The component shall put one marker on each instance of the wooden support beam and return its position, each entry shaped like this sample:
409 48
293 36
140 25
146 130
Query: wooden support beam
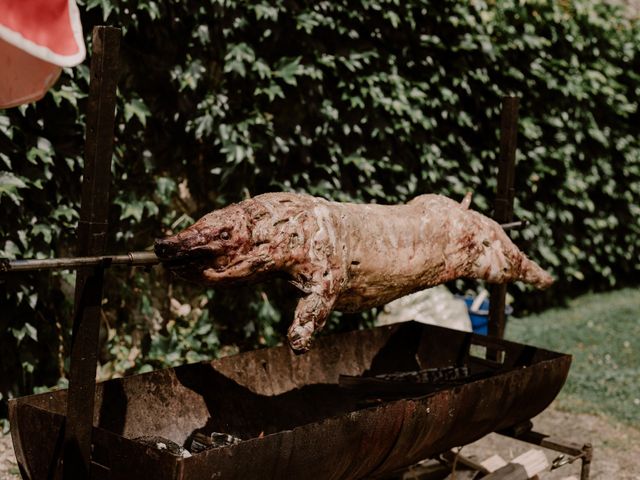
92 234
503 207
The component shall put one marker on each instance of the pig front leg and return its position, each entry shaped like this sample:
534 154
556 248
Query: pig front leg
311 314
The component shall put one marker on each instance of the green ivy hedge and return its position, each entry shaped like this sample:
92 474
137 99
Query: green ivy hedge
377 101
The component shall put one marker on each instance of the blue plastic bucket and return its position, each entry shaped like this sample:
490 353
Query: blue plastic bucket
480 318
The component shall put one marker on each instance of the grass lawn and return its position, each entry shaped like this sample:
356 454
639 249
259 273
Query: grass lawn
602 332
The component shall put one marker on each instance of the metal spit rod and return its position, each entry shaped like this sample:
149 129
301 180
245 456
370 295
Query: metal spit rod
131 259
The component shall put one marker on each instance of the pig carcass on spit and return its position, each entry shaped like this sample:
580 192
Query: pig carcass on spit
345 256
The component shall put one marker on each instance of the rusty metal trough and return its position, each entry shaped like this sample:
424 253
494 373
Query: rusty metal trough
295 418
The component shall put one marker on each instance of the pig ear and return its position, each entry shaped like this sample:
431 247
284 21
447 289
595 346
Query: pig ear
466 201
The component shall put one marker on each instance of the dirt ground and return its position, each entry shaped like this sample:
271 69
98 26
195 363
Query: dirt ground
616 447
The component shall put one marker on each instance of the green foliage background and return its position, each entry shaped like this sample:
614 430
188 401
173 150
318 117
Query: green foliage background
375 101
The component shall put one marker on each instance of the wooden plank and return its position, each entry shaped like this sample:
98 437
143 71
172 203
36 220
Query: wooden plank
92 232
503 206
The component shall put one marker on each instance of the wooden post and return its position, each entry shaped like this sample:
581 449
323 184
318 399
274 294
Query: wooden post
92 233
503 207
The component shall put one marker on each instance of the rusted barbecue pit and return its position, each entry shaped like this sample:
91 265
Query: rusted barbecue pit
295 418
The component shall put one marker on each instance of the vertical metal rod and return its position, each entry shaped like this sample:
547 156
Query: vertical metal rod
503 207
92 232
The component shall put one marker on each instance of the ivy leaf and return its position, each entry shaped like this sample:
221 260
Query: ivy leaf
136 107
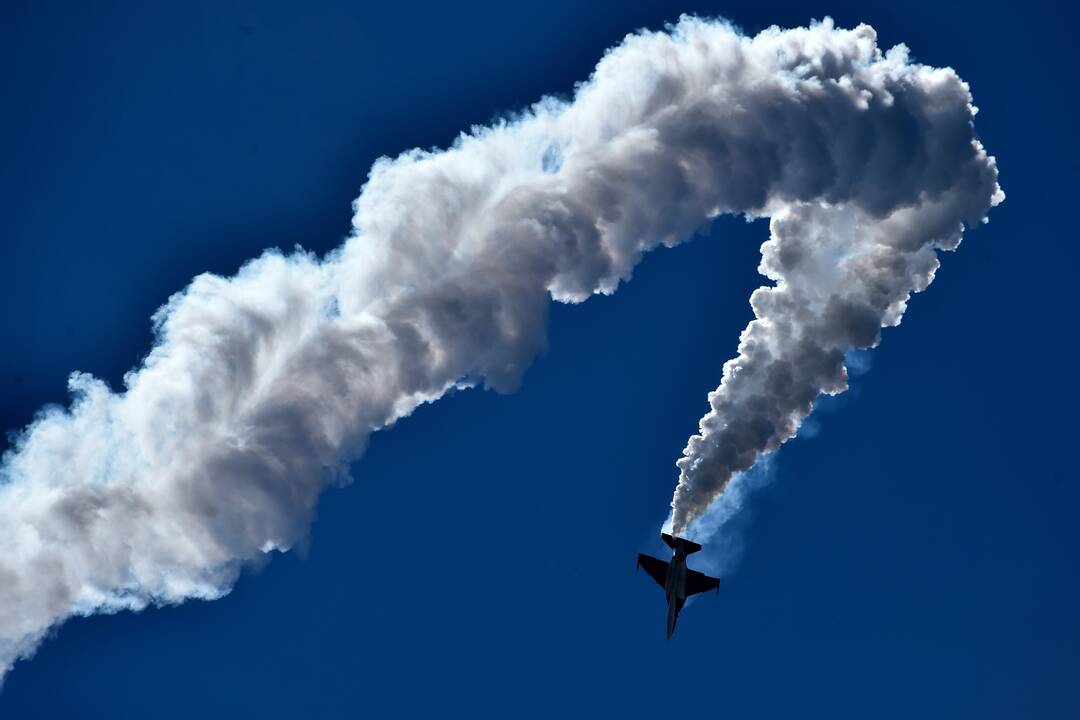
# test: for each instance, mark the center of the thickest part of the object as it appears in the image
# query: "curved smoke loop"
(262, 386)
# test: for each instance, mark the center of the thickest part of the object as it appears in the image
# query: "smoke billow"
(261, 388)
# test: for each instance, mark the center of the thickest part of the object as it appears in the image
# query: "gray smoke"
(847, 259)
(261, 388)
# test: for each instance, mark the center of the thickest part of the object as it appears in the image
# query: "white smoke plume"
(845, 262)
(261, 388)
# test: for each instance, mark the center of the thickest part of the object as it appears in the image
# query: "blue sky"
(917, 557)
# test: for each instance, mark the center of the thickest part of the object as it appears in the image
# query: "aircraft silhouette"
(678, 581)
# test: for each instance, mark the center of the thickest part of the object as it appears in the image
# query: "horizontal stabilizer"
(697, 582)
(688, 545)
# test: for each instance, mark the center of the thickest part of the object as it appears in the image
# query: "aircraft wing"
(697, 582)
(656, 568)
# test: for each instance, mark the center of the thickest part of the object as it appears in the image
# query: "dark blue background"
(917, 558)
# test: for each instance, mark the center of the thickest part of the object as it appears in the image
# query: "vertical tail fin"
(675, 543)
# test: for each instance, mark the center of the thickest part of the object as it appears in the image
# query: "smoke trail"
(844, 267)
(261, 388)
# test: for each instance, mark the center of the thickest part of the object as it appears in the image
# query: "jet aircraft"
(678, 581)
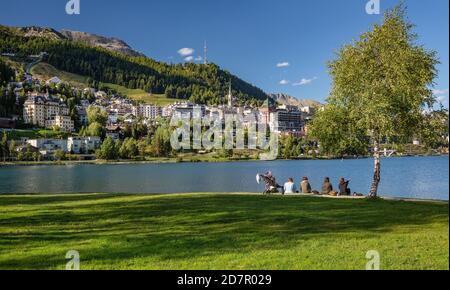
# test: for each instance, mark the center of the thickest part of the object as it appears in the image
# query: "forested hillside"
(196, 82)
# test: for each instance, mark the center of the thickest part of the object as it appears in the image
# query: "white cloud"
(186, 51)
(304, 82)
(440, 92)
(283, 64)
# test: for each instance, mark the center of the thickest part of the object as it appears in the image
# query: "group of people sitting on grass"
(271, 186)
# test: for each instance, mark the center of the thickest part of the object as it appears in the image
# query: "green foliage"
(129, 149)
(96, 115)
(4, 147)
(160, 144)
(381, 86)
(109, 150)
(203, 83)
(60, 155)
(7, 73)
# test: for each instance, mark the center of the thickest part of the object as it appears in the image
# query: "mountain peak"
(110, 43)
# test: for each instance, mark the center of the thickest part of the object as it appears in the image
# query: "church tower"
(230, 96)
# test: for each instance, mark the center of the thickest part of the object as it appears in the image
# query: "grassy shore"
(219, 231)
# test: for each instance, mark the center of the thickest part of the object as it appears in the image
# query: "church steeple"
(230, 96)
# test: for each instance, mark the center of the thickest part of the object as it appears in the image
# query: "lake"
(413, 177)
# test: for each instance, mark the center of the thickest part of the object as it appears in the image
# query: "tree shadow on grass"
(184, 227)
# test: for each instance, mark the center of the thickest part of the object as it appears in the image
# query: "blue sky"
(280, 46)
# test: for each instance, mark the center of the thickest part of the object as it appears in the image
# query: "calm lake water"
(418, 177)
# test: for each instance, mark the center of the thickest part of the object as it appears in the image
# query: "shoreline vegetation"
(188, 159)
(220, 231)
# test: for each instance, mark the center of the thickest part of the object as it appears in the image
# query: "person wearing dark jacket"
(343, 187)
(327, 187)
(305, 185)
+===+
PROBLEM – Pictures stay out of the copy; please restate every record above exactly.

RIGHT ANSWER –
The component shall put one marker on each instance of the wooden support beam and return its position, each entry shaped like this sample:
409 48
293 36
140 25
146 130
Query: wooden support beam
92 234
503 207
The component shall put one marker on each instance of the pig front leg and return its position, each entry shaped like this sample:
534 154
556 248
Query: pig front leg
311 314
The component shall put one marker on each instance of the green ivy hedge and return its position, each entry shaped like this sample:
92 474
137 99
Query: green ivy hedge
377 101
The component shall put one marker on each instance of the blue plastic bucket and return its position, each entry shaped like this sample:
490 353
Query: blue plastic bucket
480 318
The component shall put one marker on each instance of the grass lawn and return its position, each entry shaped like this sample:
356 454
639 249
259 273
Query: grass lawn
602 332
The component shall put one marker on each instance of the metal spit rod and return its position, each entry shaped like this sample:
149 129
301 180
245 456
370 295
Query: metal spit rod
131 259
The component shall put one marker on each instance of the pig carcass on spit and return its position, each entry shaped like this sample:
580 192
Query: pig carcass on spit
345 256
The component shall put one marker on each instance of the rusty metal trough and return its position, each entry shaped like this sample:
424 253
494 373
Query: rusty metal trough
295 418
The component shall put one marker on each instance of the pig ear and return its position, each entry shaped like this sample:
431 247
284 21
447 289
595 346
Query: pig ear
466 201
The component shall put one marker on each instance of the dirt ground and return its position, each entry shaped like this sample:
271 69
98 26
195 363
Query: dirt ground
616 447
The component shall put one marker on each instance of the green foliage background and return its position, each entry shaped like this sample:
614 430
188 401
173 150
318 117
Query: green foliage background
375 101
The component shall put one marker on each instance of the wooden plank and return its position, each entry shaped like this sample:
98 437
143 71
172 203
36 220
Query: wooden plank
92 232
503 206
The component shall put one marker on each instance of the wooden post and return its position, each entry shaped like this sample:
581 449
323 184
318 399
274 294
Query: wooden post
92 233
503 207
The component shall put one marker on each instance of the rusted barbecue pit and return its position, each entry shaped like this sample:
91 265
Query: rusted barbecue pit
295 418
The component shall put one marker on each instance of the vertical metal rod and return its position, each entry shaped like this sample:
547 156
Query: vertical metal rod
503 207
92 232
The component shall put one marker on each instance of the ivy leaf and return its position, each entry shaped like this sample:
221 260
Query: ivy leaf
136 107
# test: for each instance, mark the center of the thickest part of the object as it appears in the image
# query: "curved smoke loop"
(262, 386)
# test: for each instance, mark the center of the thickest part of the object as it appears in the image
# query: "smoke billow"
(261, 388)
# test: for each instance, mark the center of the thickest part of the object as it appears in the image
# query: "gray smoke"
(847, 259)
(261, 388)
# test: for each instance, mark the center of the thickest part of the object as it appears in the image
# query: "white smoke plume"
(845, 262)
(261, 388)
# test: for each instance, mark the center of the thickest part of the object as it appears in the image
# query: "blue sky"
(917, 557)
# test: for each instance, mark the center of the thickest part of the object as it appears in the image
# query: "aircraft silhouette"
(678, 581)
# test: for each instance, mark the center of the thickest part of the object as it appears in the image
# query: "horizontal stabilizer"
(697, 582)
(688, 545)
# test: for each instance, mark the center of the thickest part of the object as it appears in the image
# query: "aircraft wing"
(697, 582)
(656, 568)
# test: for each instance, mark the center of the thickest part of the object as it appears in the image
# query: "dark blue background"
(917, 558)
# test: for each instance, mark the center of the thickest part of the object as it appears in the image
# query: "vertical tail fin"
(675, 543)
# test: for each instance, mark the center of the thickest part of the object as it appears in the image
# query: "smoke trail"
(844, 267)
(261, 388)
# test: for each instance, mark the center of the thickest part of the object as it appears in the image
# query: "jet aircraft"
(678, 581)
# test: for each instance, mark the center of the thickest part of the object as it appears in the image
# query: "forested hillside"
(196, 82)
# test: for each instance, mark the center of the thickest part of the object as it appears in the image
# query: "white cloud"
(186, 51)
(304, 82)
(440, 92)
(283, 64)
# test: for each instance, mark the center of the thickest part of the object as it appears in the image
# query: "group of people sitting on grass"
(271, 186)
# test: for each instance, mark the center of the thickest part of the object as it appears in the image
# query: "green foliage"
(129, 149)
(96, 115)
(4, 147)
(160, 144)
(381, 86)
(109, 150)
(203, 83)
(60, 155)
(7, 73)
# test: for each instance, mark the center of the thickest part of the object as it appears in the image
# query: "mountain peak"
(110, 43)
# test: for each instance, mark the center of the thickest part of the object as it appears in the image
# query: "church tower"
(230, 96)
# test: for each instance, mark the center of the thickest part of the object as it appears in the image
# query: "grassy shore"
(219, 231)
# test: for each instance, mark the center of the thickest part of the object as it appears in the image
# query: "church steeple"
(230, 96)
# test: for each instance, mark the center of the thickest part of the object as it appears in the image
# query: "lake"
(413, 177)
# test: for each instance, mark the center of the thickest part of the object as it appears in the image
# query: "tree shadow on grass"
(184, 227)
# test: for each instance, mark the center of the thickest part of the object as it appears in the image
# query: "blue sky"
(280, 46)
# test: for each instance, mark the center of the thickest part of the object as it appears in the image
# query: "calm lake water"
(418, 177)
# test: for each instance, mark the center of the thickest part of the object as it appears in the image
# query: "shoreline vegetation"
(188, 159)
(220, 231)
# test: for each instance, mark the center of the thickest part of the object as it appears in the image
# query: "person wearing dark jacket"
(343, 187)
(327, 187)
(305, 185)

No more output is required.